- [Your goal]: In the lines below, swap every "instance" for "occurrence" and keep everything else the same.

^^^^^^^^

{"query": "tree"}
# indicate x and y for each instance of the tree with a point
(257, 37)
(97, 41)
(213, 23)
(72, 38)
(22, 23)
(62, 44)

^^^^^^^^

- [Solution for this exercise]:
{"query": "tree"}
# indicate x and y for each occurrence of the tree with a point
(257, 37)
(97, 41)
(213, 23)
(72, 38)
(22, 23)
(62, 44)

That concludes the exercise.